◆ EXTRACT

'''

It really makes you wonder how this collective mental break by trumpanzees happened. I mean, this dumbs**t wants schools to reopen, presumably safely, yet he’s got nothing but self-pity and some fake conspiracy theory to make himself feel bad about getting exactly what he was hoping for. Probably got this nonsense from Parler now that it’s back up and running.


----------



## Soccer Cat (Feb 19, 2021)

EOTL said:


> Gosh, how dare teachers ask for a safe work environment?


Its a good thing our law enforcement, fire department,doctors and nurses, grocery workers, supply chain workers etc. aren't sitting at home like the teachers.  Our kids education is essential!  Do your job like the thousands of other essential workers are!


----------



## MicPaPa (Feb 19, 2021)

Soccer Cat said:


> Its a good thing our law enforcement, fire department,doctors and nurses, grocery workers, supply chain workers etc. aren't sitting at home like the teachers.  Our kids education is essential!  Do your job like the thousands of other essential workers are!


...and like CA private school teachers and teachers all over the country are.


----------



## crush (Feb 19, 2021)

Soccer Cat said:


> Its a good thing our law enforcement, fire department,doctors and nurses, grocery workers, supply chain workers etc. aren't sitting at home like the teachers.  Our kids education is essential!  Do your job like the thousands of other essential workers are!


Hey soccer cat, dont forget Furnace Tech guy ((The Tech I know and love is a genius with CIS and Programming skills so not all Techs are the same, just FYI.  Smart cat he is, Cat)) plumbers, elections, roofers, remodel dude and let's not forget the maid service.  So Furnace guy is helping everyone stay warm.  His wife owns and operates her small maid service in Palos Verdes.  They have a killer house in San Pedro but make their money keeping the rich up in da hills stay warm and clean.  Something is not right with this story.  Oh well, 12 months now and counting.

'''

◆ EXCERPTED RECORDS
'''

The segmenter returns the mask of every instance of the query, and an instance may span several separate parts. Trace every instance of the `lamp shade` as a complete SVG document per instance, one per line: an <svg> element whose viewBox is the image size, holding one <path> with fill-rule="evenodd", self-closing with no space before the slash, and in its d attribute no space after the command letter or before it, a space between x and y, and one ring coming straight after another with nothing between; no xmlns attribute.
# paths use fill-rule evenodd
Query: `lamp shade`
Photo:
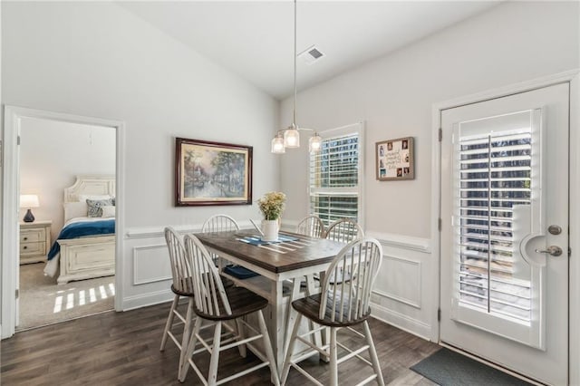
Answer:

'''

◆ WHAT IS REQUIRED
Continue the forum thread on reopening schools, picking up after its last post.

◆ RESPONSE TO THIS TASK
----------



## MicPaPa (Feb 19, 2021)

LASTMAN14 said:


> We
> 
> We can start with CTA acting on their own accord and pretending to represent. Just because a teacher is a beneficiary does not mean they agree or support.


How many teachers have you seen publicly speaking out against the CTA? Or, how about unifying and publicly speaking up for the kids?


----------



## Grace T. (Feb 19, 2021)

dad4 said:


> If you’re following CDC research, you may want to read this:
> 
> 
> 
> ...


I thought we weren’t supposed to be having pure covid for covid arguments sake.  In any cases cdc studies (particularly amalgamated studies) like this are somewhat suspect at this point because there’s a certain amount of propaganda going on to justify policy. 

For example, the Roosevelt study correlated to the proposition not necessarily that masks help but that sailors who were more generally cautious had lower rates...for example the mask participants also avoided common areas. The flight study has been contradicted by another where people in business class got infected even though the spacing was wider.  The hair salon study is more anecdote since the customers weren’t all tested for the virus but this would be exactly the type of scenario we would expect masks to work in: short term exposures where the infected person stands behind the customer.  I posted another observational study a while back about a horse stable where the workers all wore masks but still had a very high infection rate. 

The indoor dining one has less problems with it but iirc suffers from the same propositional problem: that people who are generally more cautious in their interactions and who took less risks overall were less likely to get the virus

Also note so far in Florida no Super Bowl bump at all which even I find surprising. Stil early though.


----------



## MicPaPa (Feb 19, 2021)

dad4 said:


> Speaking of sheep realizing they've been misled, how long until you admit that masks are actually a good idea?
> 
> Or are you still part of the flock on that one?


Ah, there it is,  more of that "principled conservatism"...is there anything else in your life that you want the government and their ever-changing "science" to control?


----------



## EOTL (Feb 19, 2021)

Soccer Cat said:


> Its a good thing our law enforcement, fire department,doctors and nurses, grocery workers, supply chain workers etc. aren't sitting at home like the teachers.  Our kids education is essential!  Do your job like the thousands of other essential workers are!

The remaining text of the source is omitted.